**WRITTEN PROBLEM**
Reproduce the lines of the records below verbatim, starting at the line that contains "form [(367, 28)]." and ending at the line that contains "[(645, 241)]", with both of those lines included.

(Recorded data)
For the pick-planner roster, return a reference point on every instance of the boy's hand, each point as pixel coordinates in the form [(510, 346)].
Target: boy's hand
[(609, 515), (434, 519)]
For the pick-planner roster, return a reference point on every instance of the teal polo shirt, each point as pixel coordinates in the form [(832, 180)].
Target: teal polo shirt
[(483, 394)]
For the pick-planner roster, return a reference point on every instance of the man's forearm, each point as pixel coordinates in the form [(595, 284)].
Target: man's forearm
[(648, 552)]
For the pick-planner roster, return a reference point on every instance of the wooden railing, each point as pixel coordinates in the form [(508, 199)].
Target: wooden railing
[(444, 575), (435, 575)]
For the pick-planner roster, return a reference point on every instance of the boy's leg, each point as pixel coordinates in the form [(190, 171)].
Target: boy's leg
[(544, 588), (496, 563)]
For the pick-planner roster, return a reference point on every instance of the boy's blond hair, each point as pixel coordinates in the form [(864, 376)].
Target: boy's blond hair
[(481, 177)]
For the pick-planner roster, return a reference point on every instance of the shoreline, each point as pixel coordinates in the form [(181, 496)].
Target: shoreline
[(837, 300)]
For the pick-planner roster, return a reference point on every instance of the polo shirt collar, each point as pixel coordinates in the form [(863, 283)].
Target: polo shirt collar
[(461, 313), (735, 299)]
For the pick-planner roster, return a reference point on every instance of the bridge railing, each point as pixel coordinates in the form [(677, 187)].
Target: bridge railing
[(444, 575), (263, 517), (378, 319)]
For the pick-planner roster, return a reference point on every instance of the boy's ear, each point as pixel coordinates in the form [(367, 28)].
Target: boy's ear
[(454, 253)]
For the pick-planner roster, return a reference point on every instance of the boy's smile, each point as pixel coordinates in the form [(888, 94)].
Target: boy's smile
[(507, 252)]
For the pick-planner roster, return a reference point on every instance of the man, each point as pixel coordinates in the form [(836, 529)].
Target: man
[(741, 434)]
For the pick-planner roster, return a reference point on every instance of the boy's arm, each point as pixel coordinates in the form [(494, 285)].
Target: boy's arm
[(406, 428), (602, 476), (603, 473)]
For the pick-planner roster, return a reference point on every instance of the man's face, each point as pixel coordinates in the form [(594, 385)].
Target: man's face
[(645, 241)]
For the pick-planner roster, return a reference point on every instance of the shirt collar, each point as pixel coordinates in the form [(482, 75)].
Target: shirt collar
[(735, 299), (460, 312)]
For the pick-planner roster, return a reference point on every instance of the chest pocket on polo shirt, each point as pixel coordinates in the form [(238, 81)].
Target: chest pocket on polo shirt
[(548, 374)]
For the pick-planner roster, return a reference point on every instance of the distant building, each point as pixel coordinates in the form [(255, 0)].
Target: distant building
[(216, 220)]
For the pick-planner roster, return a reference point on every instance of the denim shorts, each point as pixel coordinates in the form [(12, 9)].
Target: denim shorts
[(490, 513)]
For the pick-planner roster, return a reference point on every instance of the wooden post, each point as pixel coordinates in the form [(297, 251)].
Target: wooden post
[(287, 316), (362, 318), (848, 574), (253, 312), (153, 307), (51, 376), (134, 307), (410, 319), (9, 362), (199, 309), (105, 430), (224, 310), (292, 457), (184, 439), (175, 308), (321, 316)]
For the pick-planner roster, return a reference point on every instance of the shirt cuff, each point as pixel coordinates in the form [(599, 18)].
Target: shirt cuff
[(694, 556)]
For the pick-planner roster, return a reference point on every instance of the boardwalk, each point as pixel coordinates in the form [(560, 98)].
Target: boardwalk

**ANSWER FOR THIS EXERCISE**
For the pick-planner roster, return a reference point on every instance of the boy's ear, each point as pixel coordinates in the form [(367, 28)].
Target: boy's ear
[(454, 253)]
For the pick-planner roster, return a reference point on every instance of the boy's smile, each point as pixel coordinates in the form [(888, 94)].
Target: boy's smile
[(507, 252)]
For the pick-planner roster, return a reference point on every instance of the man, each point as pixel coordinates in the form [(836, 529)].
Target: man
[(741, 434)]
For the pick-planner roster, return a reference point on every instance of the boy's arm, each point as pixel coordinates in the form [(494, 285)].
Target: boy's arm
[(406, 428), (602, 476), (603, 473)]
For the pick-planner roster, return a reference point on every instance of the man's face, each point as pixel coordinates in the form [(594, 385)].
Target: man's face
[(645, 241)]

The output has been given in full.